▶ **WHAT TO PRODUCE**:
Among the entries that follow, find every line with the word "jacket" and copy it.

··· INPUT DATA

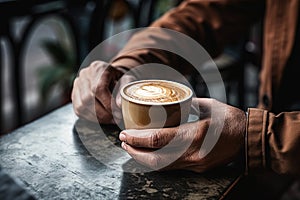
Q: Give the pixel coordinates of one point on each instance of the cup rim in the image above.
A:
(123, 95)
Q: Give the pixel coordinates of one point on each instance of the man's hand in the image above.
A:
(92, 93)
(158, 148)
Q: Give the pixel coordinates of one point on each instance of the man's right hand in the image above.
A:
(92, 93)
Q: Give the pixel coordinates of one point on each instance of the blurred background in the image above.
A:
(42, 44)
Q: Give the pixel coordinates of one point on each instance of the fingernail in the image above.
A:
(122, 137)
(124, 146)
(117, 115)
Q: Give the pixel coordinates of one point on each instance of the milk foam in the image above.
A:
(156, 91)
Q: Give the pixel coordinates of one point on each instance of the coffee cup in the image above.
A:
(155, 104)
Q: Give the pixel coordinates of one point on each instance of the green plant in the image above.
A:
(60, 74)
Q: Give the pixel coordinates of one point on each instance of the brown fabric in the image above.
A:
(272, 140)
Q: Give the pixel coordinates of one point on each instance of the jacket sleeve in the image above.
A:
(211, 23)
(273, 142)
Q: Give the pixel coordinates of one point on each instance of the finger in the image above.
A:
(83, 103)
(145, 157)
(103, 90)
(149, 138)
(123, 81)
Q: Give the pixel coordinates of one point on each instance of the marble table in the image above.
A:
(62, 157)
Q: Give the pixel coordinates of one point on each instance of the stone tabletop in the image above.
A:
(62, 157)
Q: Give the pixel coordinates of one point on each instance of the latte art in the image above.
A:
(156, 92)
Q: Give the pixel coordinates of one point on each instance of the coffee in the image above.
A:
(155, 104)
(157, 92)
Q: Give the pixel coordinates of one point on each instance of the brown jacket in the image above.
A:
(272, 140)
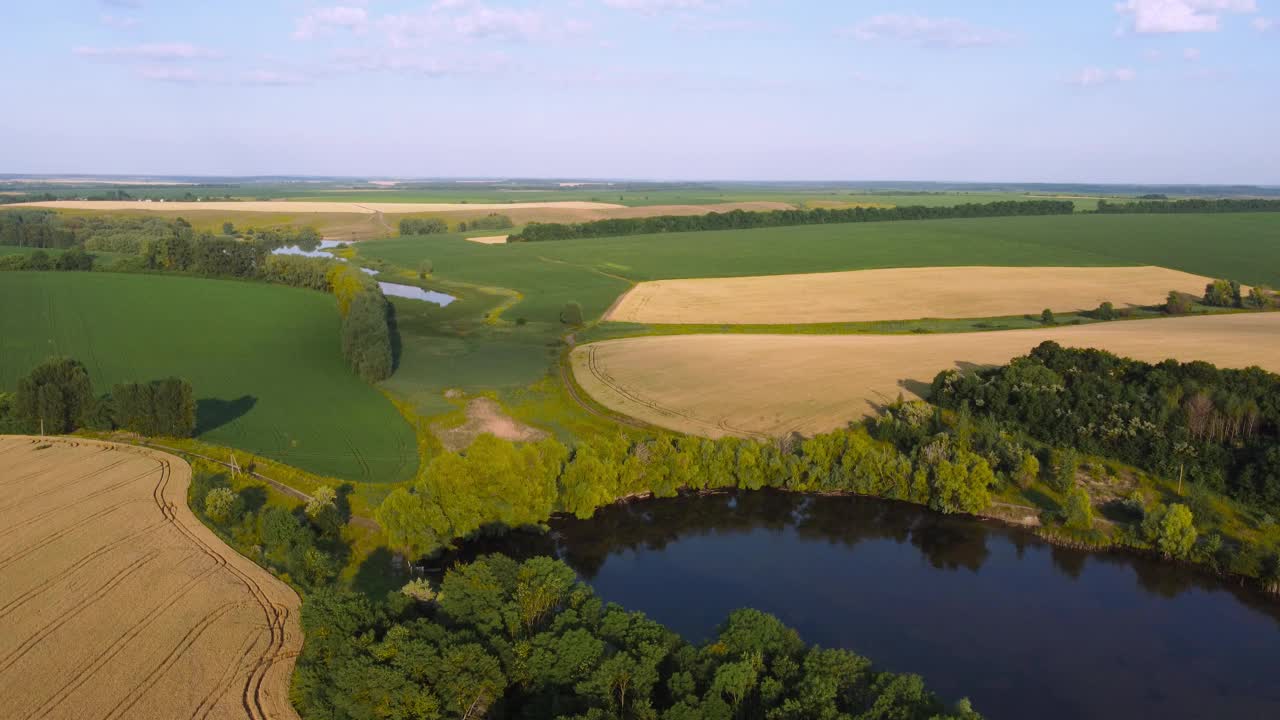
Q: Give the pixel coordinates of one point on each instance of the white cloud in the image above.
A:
(928, 32)
(1182, 16)
(273, 78)
(470, 21)
(119, 22)
(1098, 76)
(327, 19)
(160, 51)
(652, 7)
(168, 73)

······

▶ **OUTPUT OF THE EXERCISE**:
Q: Give the pixel coordinates of one point on each instance of the jacket sleeve in the image above.
Q: Give the pixel coordinates of one point on each instance of the brown jacket in the image above.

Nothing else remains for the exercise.